DOCUMENT TEXT:
▼

National Trust cuts down diseased beech tree in The Chase car park, Woolton Hill
A giant beech tree in The Chase car park has been cut down due to a fungal disease.
National Trust said the tree, which stands at the entrance to the car park on Station Road, is “in decline”.
While the trust – which runs the park – said it didn’t cut down all diseased trees, it said this tree had to be removed for safety reasons.
The car park was closed on Thursday and yesterday (Friday) to allow for the work to take place.
Corina Dawson, an area ranger for the National Trust, said she was “saddened” by the decision but that it needed to be done due to its location.
She said: “It has to be cut down because of its location and the decaying bracket fungus that have been part of its eco climate for a few years now.
“They have got a greater hold of the tree and it’s in decline.
“If the tree was located in the middle of the woods away from visitor paths it would continue to decay and decline in its own free time.
“As it is right next to the highways and the car park, it causes a greater risk to public safety.

▲

APPLY WHAT YOU READ:
A. List every place name that appears in the article on the diseased beech tree.
B. Continue the article on the beech tree felled in The Chase car park, starting after its final sentence.

Extracted data entries:
▼

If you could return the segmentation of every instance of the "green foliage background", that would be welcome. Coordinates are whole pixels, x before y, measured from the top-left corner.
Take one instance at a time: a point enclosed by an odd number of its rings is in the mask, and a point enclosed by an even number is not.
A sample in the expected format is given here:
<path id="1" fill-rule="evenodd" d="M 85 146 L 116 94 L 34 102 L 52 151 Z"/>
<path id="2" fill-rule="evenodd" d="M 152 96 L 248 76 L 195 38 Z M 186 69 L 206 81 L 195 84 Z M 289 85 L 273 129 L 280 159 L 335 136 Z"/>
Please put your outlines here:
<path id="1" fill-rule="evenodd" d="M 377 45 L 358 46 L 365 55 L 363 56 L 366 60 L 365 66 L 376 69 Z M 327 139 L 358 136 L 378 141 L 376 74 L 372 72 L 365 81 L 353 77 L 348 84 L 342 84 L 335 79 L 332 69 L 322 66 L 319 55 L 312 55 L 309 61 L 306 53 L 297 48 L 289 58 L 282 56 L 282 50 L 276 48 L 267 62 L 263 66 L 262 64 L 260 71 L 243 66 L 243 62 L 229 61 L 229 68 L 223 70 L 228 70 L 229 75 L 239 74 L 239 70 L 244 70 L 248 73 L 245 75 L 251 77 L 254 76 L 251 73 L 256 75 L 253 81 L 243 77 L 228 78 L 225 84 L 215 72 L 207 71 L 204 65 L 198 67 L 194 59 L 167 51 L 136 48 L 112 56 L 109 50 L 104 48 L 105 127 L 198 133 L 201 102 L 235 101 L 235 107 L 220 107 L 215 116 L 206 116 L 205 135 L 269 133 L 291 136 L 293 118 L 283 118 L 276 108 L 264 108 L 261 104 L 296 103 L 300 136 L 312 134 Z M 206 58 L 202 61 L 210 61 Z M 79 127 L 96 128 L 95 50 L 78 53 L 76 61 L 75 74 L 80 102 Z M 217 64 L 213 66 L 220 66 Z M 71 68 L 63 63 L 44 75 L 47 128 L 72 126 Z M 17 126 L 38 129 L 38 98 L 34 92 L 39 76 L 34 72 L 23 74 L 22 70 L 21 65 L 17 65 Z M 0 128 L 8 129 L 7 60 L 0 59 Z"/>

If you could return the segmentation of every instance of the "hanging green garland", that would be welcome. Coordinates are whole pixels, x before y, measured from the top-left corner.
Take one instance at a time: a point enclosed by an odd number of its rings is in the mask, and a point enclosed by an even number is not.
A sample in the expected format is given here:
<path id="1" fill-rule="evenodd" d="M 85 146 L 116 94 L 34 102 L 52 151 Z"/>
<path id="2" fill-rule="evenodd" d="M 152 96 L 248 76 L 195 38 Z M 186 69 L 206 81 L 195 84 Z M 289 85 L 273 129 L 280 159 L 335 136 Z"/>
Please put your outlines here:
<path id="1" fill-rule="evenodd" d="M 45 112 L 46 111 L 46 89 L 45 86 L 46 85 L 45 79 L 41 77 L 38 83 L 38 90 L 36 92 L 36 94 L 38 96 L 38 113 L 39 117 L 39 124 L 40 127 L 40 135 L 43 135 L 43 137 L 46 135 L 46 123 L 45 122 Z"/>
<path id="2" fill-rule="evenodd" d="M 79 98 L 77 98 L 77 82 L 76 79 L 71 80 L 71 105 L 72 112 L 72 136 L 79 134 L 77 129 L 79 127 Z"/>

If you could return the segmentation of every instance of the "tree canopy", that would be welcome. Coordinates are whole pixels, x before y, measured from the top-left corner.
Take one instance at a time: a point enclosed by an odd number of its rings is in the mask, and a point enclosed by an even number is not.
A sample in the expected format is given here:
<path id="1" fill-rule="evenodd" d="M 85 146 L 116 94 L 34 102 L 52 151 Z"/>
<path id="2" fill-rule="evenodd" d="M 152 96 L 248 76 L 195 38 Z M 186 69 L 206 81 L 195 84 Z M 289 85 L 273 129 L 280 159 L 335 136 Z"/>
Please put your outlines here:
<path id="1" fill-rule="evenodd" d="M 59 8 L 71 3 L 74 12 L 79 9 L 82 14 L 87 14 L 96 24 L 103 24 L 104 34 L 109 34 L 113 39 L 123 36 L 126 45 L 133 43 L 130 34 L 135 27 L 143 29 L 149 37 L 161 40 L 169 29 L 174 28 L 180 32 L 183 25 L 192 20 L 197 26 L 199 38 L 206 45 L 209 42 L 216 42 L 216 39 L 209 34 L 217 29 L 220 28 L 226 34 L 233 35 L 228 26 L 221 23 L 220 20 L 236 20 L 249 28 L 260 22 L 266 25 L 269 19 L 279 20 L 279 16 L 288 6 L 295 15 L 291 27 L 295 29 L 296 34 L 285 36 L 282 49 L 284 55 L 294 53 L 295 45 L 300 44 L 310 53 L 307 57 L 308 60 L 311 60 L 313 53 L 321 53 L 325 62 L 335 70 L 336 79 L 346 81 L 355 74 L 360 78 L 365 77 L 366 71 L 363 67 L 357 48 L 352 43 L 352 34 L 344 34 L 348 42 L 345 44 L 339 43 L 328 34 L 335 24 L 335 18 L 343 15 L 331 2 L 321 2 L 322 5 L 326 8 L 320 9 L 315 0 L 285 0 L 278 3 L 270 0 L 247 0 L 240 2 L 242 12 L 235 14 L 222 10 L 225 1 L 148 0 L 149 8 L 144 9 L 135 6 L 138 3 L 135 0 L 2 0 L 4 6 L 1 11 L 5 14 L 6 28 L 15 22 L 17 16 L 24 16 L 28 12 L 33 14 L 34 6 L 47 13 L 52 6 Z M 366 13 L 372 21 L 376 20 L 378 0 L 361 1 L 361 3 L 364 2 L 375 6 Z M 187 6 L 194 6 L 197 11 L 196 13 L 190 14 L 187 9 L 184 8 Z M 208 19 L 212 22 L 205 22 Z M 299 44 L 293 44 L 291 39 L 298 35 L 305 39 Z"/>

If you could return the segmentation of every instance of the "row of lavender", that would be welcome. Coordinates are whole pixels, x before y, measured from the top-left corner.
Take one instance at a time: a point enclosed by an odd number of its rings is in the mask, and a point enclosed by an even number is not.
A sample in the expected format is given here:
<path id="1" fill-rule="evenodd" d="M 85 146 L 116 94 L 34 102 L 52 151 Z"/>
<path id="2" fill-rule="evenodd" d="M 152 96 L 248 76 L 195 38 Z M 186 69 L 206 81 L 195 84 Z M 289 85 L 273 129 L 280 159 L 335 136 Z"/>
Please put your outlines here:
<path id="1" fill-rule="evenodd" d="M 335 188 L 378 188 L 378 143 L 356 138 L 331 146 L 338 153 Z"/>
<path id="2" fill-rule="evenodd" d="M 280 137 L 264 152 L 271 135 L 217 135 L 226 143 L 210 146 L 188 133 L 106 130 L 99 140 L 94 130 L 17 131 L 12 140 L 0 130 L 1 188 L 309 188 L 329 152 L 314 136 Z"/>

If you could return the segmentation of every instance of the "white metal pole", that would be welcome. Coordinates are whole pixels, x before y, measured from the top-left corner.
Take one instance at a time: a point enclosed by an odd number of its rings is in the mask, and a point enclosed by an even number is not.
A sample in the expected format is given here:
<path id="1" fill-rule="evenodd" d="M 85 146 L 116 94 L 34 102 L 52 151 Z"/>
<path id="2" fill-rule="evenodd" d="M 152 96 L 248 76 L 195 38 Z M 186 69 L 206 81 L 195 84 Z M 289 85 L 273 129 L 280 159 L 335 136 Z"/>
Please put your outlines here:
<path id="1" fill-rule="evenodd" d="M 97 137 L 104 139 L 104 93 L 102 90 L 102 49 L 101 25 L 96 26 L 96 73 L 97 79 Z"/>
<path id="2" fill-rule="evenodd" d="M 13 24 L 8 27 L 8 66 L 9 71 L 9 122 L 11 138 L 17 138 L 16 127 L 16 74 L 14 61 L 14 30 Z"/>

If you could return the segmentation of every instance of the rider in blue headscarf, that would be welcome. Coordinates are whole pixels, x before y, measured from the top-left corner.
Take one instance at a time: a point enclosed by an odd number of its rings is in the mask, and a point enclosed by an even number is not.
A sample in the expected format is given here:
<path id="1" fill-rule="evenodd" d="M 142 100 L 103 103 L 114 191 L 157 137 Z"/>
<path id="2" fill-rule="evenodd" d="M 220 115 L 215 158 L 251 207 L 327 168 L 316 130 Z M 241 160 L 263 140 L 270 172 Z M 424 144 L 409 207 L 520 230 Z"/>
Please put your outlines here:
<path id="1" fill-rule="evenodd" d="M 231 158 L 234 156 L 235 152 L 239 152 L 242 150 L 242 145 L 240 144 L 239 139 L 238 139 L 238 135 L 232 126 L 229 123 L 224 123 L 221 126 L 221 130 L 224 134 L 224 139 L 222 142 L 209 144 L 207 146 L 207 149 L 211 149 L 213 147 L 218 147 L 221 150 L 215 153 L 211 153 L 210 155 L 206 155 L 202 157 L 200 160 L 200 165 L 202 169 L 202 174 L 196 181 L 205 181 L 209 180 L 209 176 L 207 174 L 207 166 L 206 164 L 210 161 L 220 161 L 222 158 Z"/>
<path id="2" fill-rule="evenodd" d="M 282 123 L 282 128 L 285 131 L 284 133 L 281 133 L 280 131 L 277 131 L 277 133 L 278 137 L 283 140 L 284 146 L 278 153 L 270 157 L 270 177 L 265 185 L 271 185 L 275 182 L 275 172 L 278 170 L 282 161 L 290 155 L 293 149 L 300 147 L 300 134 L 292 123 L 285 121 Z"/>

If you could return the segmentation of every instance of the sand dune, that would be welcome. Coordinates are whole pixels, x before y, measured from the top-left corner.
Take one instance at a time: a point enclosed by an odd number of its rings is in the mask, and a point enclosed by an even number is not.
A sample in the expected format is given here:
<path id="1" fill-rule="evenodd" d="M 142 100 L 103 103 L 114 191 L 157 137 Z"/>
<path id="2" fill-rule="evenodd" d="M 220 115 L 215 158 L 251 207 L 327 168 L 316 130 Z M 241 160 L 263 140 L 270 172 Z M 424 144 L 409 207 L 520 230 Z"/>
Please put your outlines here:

▲

SOLVED PROBLEMS:
A. The Chase car park, Woolton Hill, Station Road

B.
“It has dropped branches on the highway and car park which has been an indicator to its declining condition.”
Ms Dawson said the tree was riddled with a few wood decay fungi including the Ganoderma bracket fungus and Polyporus squamosus (saddle fungus).
Wood decay fungi produce different types of decay, the two most obvious being white and brown rot – often referred to as red rot by entomologists.
These can lead to brittle branch failure and loss of stability in the timber itself.
Ms Dawson added that nothing will be planted in its place for now as the light created from the removal of the tree will benefit the oaks and other trees in the car park, allowing them an open space in which to grow in to and become our future veteran trees.
The work was done by local tree surgeons GB Butlers.